-- Aim --
Rewrite the lines of the data starting at the line that contains "Return the mask of every instance of the **cluster" and ending at the last line of the data, replacing "background" with "empty space" and leaving everything else unchanged.

* START *

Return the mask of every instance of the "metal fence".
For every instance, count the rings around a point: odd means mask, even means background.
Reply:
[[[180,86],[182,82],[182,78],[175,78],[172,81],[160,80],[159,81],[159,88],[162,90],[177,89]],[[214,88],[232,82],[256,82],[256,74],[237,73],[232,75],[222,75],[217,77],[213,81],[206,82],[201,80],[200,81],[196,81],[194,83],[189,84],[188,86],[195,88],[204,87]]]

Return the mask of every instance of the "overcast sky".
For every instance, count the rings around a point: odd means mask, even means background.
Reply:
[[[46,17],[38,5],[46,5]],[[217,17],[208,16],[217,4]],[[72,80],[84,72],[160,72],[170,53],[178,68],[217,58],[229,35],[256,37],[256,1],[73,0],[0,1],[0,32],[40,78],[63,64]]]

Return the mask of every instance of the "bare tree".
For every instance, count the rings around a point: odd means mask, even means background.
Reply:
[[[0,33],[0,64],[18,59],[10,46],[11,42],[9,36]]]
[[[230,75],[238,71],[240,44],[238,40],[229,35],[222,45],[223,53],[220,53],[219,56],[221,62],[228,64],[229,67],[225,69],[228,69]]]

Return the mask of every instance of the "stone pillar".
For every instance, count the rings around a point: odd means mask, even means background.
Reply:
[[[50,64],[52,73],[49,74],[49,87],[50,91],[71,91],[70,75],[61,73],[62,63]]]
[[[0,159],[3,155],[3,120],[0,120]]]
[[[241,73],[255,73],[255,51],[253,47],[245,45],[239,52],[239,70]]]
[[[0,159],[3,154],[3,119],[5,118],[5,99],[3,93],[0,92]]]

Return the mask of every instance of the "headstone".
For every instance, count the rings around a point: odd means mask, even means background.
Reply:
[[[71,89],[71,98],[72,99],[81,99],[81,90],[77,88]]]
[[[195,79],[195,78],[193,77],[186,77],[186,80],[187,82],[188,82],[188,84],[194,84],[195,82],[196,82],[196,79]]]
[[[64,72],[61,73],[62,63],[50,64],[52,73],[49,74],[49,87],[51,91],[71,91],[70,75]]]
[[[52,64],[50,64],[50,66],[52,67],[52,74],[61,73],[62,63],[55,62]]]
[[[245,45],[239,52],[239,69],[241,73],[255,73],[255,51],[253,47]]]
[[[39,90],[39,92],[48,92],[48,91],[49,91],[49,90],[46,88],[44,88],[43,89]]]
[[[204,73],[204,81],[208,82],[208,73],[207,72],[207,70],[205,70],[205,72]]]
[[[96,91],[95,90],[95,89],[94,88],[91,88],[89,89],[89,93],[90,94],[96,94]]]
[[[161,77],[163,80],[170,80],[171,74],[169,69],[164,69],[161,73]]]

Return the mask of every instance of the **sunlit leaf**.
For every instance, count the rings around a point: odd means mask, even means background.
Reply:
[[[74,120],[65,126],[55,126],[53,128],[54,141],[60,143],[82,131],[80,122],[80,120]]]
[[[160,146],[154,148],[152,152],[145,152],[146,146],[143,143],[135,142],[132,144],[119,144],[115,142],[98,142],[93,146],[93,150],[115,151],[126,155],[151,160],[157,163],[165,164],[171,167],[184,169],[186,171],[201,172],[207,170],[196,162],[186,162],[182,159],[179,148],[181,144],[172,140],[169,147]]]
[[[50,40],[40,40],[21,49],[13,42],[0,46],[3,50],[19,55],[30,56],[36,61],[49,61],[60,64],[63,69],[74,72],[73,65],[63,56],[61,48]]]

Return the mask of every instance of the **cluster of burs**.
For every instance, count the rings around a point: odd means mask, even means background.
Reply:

* END *

-- Solution --
Return the mask of every instance of the **cluster of burs**.
For every instance, count the rings around a point: odd means mask, even means empty space.
Reply:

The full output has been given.